== Excerpted passage
Alternatively, we can do what's called a \textbf{transfer attack}.
We train a similar surrogate model $\hat{f} \approx f$ on similar data an transfer the resulting white-box adversarial perturbation from $\hat{f}$ to $f$.
The success of this attack depends on how similar the model architecture and data are.
If we are allowed to query $f$ given some unlabeled inputs we can use that information to learn $\hat{f}$ - known as \textbf{model stealing}.

\paragraph{Physically realizable attacks}

For practical application, adversarial examples must meet additional requirements such as resilience to JPEG compression, resilience to photographic distortions and resilience to varying camera angles.

\section{Unsupervised Learning}

We say we are in an \textbf{unsupervised learning} setting if we are given a dataset $X \in \mathcal{X}$ and we want to gather some information of any form about that data.

Two main directions in unsupervised learning are
\begin{itemize}
    \item \textbf{Representation Learning}
    \item \textbf{Density Estimation} and \textbf{Generative Models}
\end{itemize}

\subsection{Clustering}

One of the most common types of unsupervised learning is \textbf{clustering}, where we want to group together the data points in $X$ into clusters.
We define clusters as being subsets of $X$ such that the intradistances are small and the interdistances are large.

\subsubsection{K-Means}

One of the most common algorithm for clustering is \textbf{K-Means}.
In this algorithm, the objective is to find "prototype" points $\mu_1, \mu_2, \cdots, \mu_K$ and cluster assignments $z_n$ for all data vectors.
This problem is equivalent to:
\begin{gather*}
\min_{z, \mu} \loss(z, \mu) = \sum_{n=1}^N \sum_{k=1}^K z_{n,k} ||x_n - \mu_k||_2^2 \\
\text{such that } \mu \in \R^{K \times D}, z \in \{0,1\}^{N \times K}, \sum_{k=1}^K z_{n,k} = 1 
\end{gather*}

This problem can be solved with the following algorithm:
\begin{enumerate}
    \item Choose $K$ random points in $X$ as the initial prototypes $\mu_1, \cdots, \mu_k$.
    \item Repeat until convergence
    \begin{enumerate}
	\item For each point $x_n \in X$, set $z_{n,k} = \ind [k = \min_j ||x-\mu_j||^2]$.
	\item For each cluster $j$, set $\mu_j = \frac{\sum_{n=1}^N z_{n,j} x}{\sum_{n=1}^N z_{n,j}}$.
    \end{enumerate}
\end{enumerate}

This algorithm guarantees convergence to a local optimum.

K-means is a coordinate descent algorithm where, to find $\min_{z, \mu} \loss(z, \mu)$, we start with some $\mu^{(0)}$ and repeat the following, alternating:
$$
z^{(t+1)} = \arg \min_z \loss(z, \mu^{(t)}) \quad \quad \quad
\mu^{(t+1)} = \arg \min_\mu \loss(z^{(t+1)}, \mu)
$$

K-means has the problem of being computationally heavy for large $N$, $D$ and $K$, forcing the clusters to be spherical and performing hard cluster assignments.
====
- [Tasks for this exercise]
[1] Arrange the rows, starting at their beginning and ending at the line that contains "Target: hanging greenery arrangement", as a JSON list of strings with one string per line. Skip blank lines and leave the picture out.
[2] Pick up the notes on adversarial attacks and clustering after their final sentence and keep writing.
== Information shown
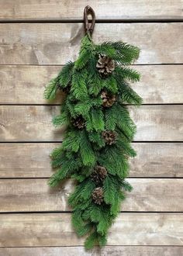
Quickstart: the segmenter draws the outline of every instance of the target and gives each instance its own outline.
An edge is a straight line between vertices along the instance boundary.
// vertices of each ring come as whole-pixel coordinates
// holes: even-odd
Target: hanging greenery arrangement
[[[92,14],[92,22],[88,15]],[[140,105],[141,98],[129,82],[140,74],[126,67],[139,57],[139,49],[123,42],[94,43],[95,12],[85,9],[86,33],[78,58],[68,62],[46,88],[44,97],[54,99],[57,90],[65,94],[55,126],[67,126],[60,147],[51,154],[56,172],[50,186],[65,178],[77,181],[68,199],[72,224],[79,236],[88,235],[86,248],[106,244],[107,232],[120,211],[126,192],[128,159],[136,155],[130,142],[136,126],[126,104]]]

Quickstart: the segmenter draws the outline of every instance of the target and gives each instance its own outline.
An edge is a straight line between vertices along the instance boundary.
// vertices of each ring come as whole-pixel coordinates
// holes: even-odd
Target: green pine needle
[[[67,62],[44,92],[45,99],[54,99],[58,88],[65,88],[60,113],[53,118],[53,124],[65,125],[67,130],[61,146],[50,155],[56,171],[48,183],[54,187],[68,178],[77,181],[68,202],[76,233],[88,235],[87,249],[106,244],[108,230],[120,211],[121,202],[132,190],[125,178],[129,169],[128,158],[136,155],[130,145],[136,126],[125,104],[138,106],[142,99],[129,84],[138,81],[140,74],[126,65],[133,64],[139,53],[138,47],[121,41],[95,45],[87,33],[78,60]],[[101,55],[115,63],[114,71],[106,76],[96,67]],[[116,96],[116,102],[108,108],[102,104],[102,91]],[[114,132],[113,144],[105,139],[105,130]],[[102,180],[96,177],[96,165],[106,169]],[[95,199],[95,193],[101,191],[97,188],[102,189],[101,204]]]

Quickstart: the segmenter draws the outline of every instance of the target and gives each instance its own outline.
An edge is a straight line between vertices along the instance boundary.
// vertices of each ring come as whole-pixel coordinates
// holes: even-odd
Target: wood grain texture
[[[147,2],[146,0],[1,0],[0,19],[83,19],[85,5],[91,5],[97,19],[163,19],[182,18],[182,1]],[[138,7],[138,8],[137,8]]]
[[[60,143],[0,144],[0,178],[49,178],[49,157]],[[183,177],[182,143],[133,143],[129,177]],[[26,168],[25,168],[26,167]]]
[[[183,212],[183,180],[129,178],[133,190],[121,206],[126,212]],[[0,212],[65,212],[75,182],[50,188],[47,179],[0,180]],[[174,199],[176,198],[176,200]]]
[[[183,106],[129,107],[137,126],[135,141],[181,141]],[[1,106],[0,141],[60,141],[64,127],[54,129],[58,106]]]
[[[138,64],[181,64],[182,29],[181,22],[98,23],[93,39],[138,46]],[[0,64],[64,64],[77,58],[84,33],[81,23],[9,23],[0,24]]]
[[[62,66],[0,66],[0,104],[50,104],[43,99],[46,85]],[[131,84],[145,104],[181,103],[183,65],[133,66],[140,81]],[[174,85],[172,86],[172,82]],[[60,94],[51,104],[60,102]]]
[[[106,246],[86,251],[84,247],[0,248],[0,256],[182,256],[179,246]]]
[[[121,213],[108,245],[183,245],[182,213]],[[0,247],[83,245],[69,213],[1,214]]]

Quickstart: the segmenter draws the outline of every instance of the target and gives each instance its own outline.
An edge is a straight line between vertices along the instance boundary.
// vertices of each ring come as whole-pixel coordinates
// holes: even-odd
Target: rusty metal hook
[[[89,22],[88,19],[88,14],[92,15],[92,22]],[[87,5],[84,10],[84,22],[85,22],[85,32],[87,33],[88,31],[89,31],[92,34],[95,22],[95,14],[92,8],[89,5]]]

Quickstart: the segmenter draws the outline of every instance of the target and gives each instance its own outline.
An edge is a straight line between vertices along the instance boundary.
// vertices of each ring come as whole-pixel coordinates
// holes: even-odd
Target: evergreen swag
[[[128,158],[136,155],[130,146],[136,126],[125,104],[140,105],[142,99],[129,85],[140,74],[126,65],[138,56],[137,47],[123,42],[95,45],[88,31],[78,60],[66,64],[44,92],[51,100],[58,89],[65,93],[53,123],[67,129],[61,146],[51,154],[57,171],[49,185],[67,178],[78,181],[68,202],[77,234],[88,234],[86,248],[105,244],[125,192],[132,190],[125,178]]]

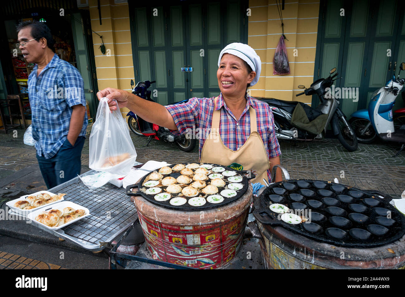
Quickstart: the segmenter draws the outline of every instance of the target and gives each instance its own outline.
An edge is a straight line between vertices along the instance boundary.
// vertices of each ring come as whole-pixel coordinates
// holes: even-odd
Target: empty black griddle
[[[370,248],[392,242],[405,234],[405,217],[389,200],[330,182],[289,180],[266,188],[255,202],[253,214],[262,224],[282,226],[321,242]],[[285,205],[308,221],[286,222],[270,210],[273,203]]]
[[[193,163],[193,162],[185,162],[185,163],[177,163],[177,164],[182,164],[183,165],[185,166],[187,164],[190,164],[191,163]],[[197,163],[197,164],[203,164],[203,163]],[[235,170],[235,169],[232,169],[232,168],[230,168],[229,167],[227,167],[226,166],[223,166],[222,165],[218,165],[218,164],[214,164],[211,163],[204,163],[204,164],[209,164],[210,165],[212,165],[213,166],[213,167],[223,167],[223,168],[225,168],[225,170],[229,170],[230,171],[235,171],[235,172],[236,172],[238,173],[238,174],[237,175],[241,176],[242,177],[242,181],[239,182],[239,183],[242,184],[243,185],[243,188],[242,189],[241,189],[240,190],[237,190],[237,191],[236,191],[236,192],[237,192],[237,195],[236,195],[236,196],[234,196],[233,197],[231,197],[231,198],[225,198],[225,197],[224,197],[224,201],[223,201],[222,202],[221,202],[220,203],[210,203],[208,201],[207,201],[206,202],[206,203],[205,203],[205,204],[204,204],[203,205],[202,205],[201,206],[192,206],[192,205],[190,205],[190,204],[188,204],[188,201],[190,199],[191,199],[192,198],[193,198],[193,197],[187,197],[186,196],[185,196],[184,195],[181,195],[181,193],[179,193],[178,194],[171,194],[172,198],[173,198],[173,197],[181,197],[182,198],[185,198],[186,199],[187,199],[187,201],[188,201],[188,202],[187,203],[185,203],[184,204],[183,204],[183,205],[172,205],[170,203],[169,201],[170,201],[170,199],[169,199],[168,200],[166,200],[166,201],[158,201],[157,200],[155,200],[155,199],[154,198],[154,197],[155,196],[154,194],[150,194],[150,195],[148,194],[146,194],[144,192],[143,192],[143,191],[142,191],[141,190],[135,191],[132,190],[132,189],[133,189],[133,188],[137,188],[139,189],[141,189],[143,188],[145,188],[144,187],[143,187],[142,184],[143,184],[143,182],[145,180],[145,179],[146,179],[146,177],[149,174],[150,174],[151,173],[148,173],[147,174],[146,174],[144,176],[143,176],[141,179],[140,181],[139,182],[139,183],[138,183],[138,184],[133,184],[133,185],[130,185],[130,186],[127,186],[126,187],[126,194],[128,194],[128,195],[132,195],[132,196],[136,196],[136,195],[141,195],[141,196],[142,196],[143,198],[144,198],[147,200],[148,201],[149,201],[150,202],[151,202],[151,203],[153,203],[153,204],[156,204],[156,205],[159,205],[159,206],[161,206],[162,207],[164,207],[165,208],[168,208],[168,209],[175,209],[175,210],[184,210],[184,211],[199,211],[199,210],[207,210],[207,209],[213,209],[213,208],[216,208],[217,207],[219,207],[222,206],[223,205],[225,205],[226,204],[228,204],[228,203],[230,203],[231,202],[233,202],[234,201],[236,201],[236,200],[239,199],[240,198],[241,198],[241,197],[242,197],[242,196],[243,196],[243,195],[244,195],[245,194],[245,193],[246,192],[246,191],[247,190],[247,188],[249,187],[249,180],[250,179],[252,179],[252,178],[254,178],[255,177],[256,177],[255,176],[255,175],[254,175],[254,174],[251,174],[251,177],[248,177],[247,176],[246,176],[246,175],[245,175],[245,174],[247,174],[247,173],[248,174],[249,173],[249,172],[248,171],[238,171],[237,170]],[[173,168],[175,165],[176,165],[176,164],[174,164],[173,165],[171,165],[168,166],[168,167],[170,167],[171,168]],[[156,171],[156,171],[156,172],[158,172],[158,171],[159,171],[159,169],[157,169],[157,170],[156,170]],[[193,171],[194,171],[194,170],[193,170]],[[218,172],[217,173],[221,173],[222,174],[222,173],[221,173],[221,172]],[[164,176],[164,177],[167,177],[167,176],[172,176],[172,177],[174,177],[175,178],[177,178],[179,176],[180,176],[181,175],[180,174],[180,171],[173,171],[172,172],[172,173],[170,173],[169,174],[164,174],[163,175],[163,176]],[[231,182],[229,182],[228,180],[227,179],[228,179],[228,177],[225,177],[225,176],[224,177],[224,178],[223,179],[225,181],[225,183],[226,183],[226,184],[225,184],[225,186],[224,186],[223,187],[218,187],[218,192],[216,194],[215,194],[215,195],[217,195],[217,195],[220,195],[220,193],[221,192],[221,191],[222,191],[223,190],[226,190],[226,189],[228,188],[226,187],[229,184],[231,183]],[[209,182],[210,180],[210,179],[209,178],[208,179],[205,181],[205,182],[207,183],[207,186],[209,184],[209,182]],[[191,183],[190,183],[190,184]],[[162,192],[164,192],[164,190],[166,188],[167,188],[167,186],[164,186],[161,187],[160,188],[161,188],[162,189]],[[206,198],[208,196],[210,196],[209,195],[208,195],[208,194],[204,194],[203,193],[202,193],[202,192],[200,193],[200,195],[201,196],[202,196],[202,197],[204,197],[204,198]],[[199,194],[198,195],[197,195],[197,196],[196,196],[196,197],[199,197],[200,196],[200,194]]]

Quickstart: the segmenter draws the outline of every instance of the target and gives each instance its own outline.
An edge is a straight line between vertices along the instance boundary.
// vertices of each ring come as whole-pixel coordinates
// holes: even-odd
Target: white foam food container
====
- [Answers for the exercise]
[1]
[
  "Quickstart: the segmenter draws the outline of every instance of the target and gives each instance its own outline.",
  "An edge is a straight line between vertices along the instance boundary.",
  "// vertices of each ring come as whole-pixel coordinates",
  "// holes: even-odd",
  "Target: hanging greenery arrangement"
]

[2]
Furthermore, it may not be clear how to select $k$.
In these situations, a common approach is to grid-search over some values.

\subsubsection{Gaussian Mixture Model and Expectation Maximization (EM)}

\paragraph{Gaussian Mixture Model}

In order to solve the issues presented by k-means, we move to the Gaussian Mixture Model (GMM) paradigm, where we assume the datapoints we receive were generated by $k$ different Gaussian distributions, and we're interested in finding their density.
On top of the prototypes $\mu_k$, we further select $K$ covariance matrices $\Sigma_k$ and define the probability of a certain point $x$ being in some cluster $k$ as
$$
p(x \mid \mu_k, \Sigma_k) = \mathcal{N}(x \mid \mu_k, \Sigma_k) = (2 \pi)^{-\frac{D}{2}} |\Sigma|^{-\frac{1}{2}} \exp \left( \frac{1}{2} (x-\mu)^T \Sigma^{-1} (x-\mu) \right)
$$
and, given some assignments $z$, we get
$$
p(X \mid \mu, \Sigma, z) = \prod_{x \in D} \prod_{k=1}^K \mathcal{N}(x \mid \mu_k, \Sigma_k)^{z_{n,k}}
$$

With this model, we solve the spherical boundaries problem, and are also in a position to solve the hard clustering problem if we make $z \in \{1, 2, \cdots, K\}$ a random variable that follows a multinomial distribution (let $\prob(z_n = k) = \pi_k$ with $\pi_k > 0$ and $\sum_{k=1}^K \pi_k = 1$)

Together, the likelihood and the prior define the joint distribution of the GMM:
$$
\prob(X, z \mid \mu, \Sigma, \pi) = 
\prod_{n=1}^N \prob(x_n \mid z_n, \mu, \Sigma) \prob(z_n \mid \pi) = 
\prod_{n=1}^N \prod_{k=1}^K \left[ \mathcal{N}(x_n \mid \mu_k, \Sigma_k) \pi_k \right]^{z_{n,k}}
$$

Here, $x_n$ are observed data vectors, $z_n$ are latent unobserved variables and the unknown parameters are given by $\theta = \{ \mu, \Sigma, \pi \}$.

GMM is a latent variable model with $z_n$ being the unobserved (latent) variables.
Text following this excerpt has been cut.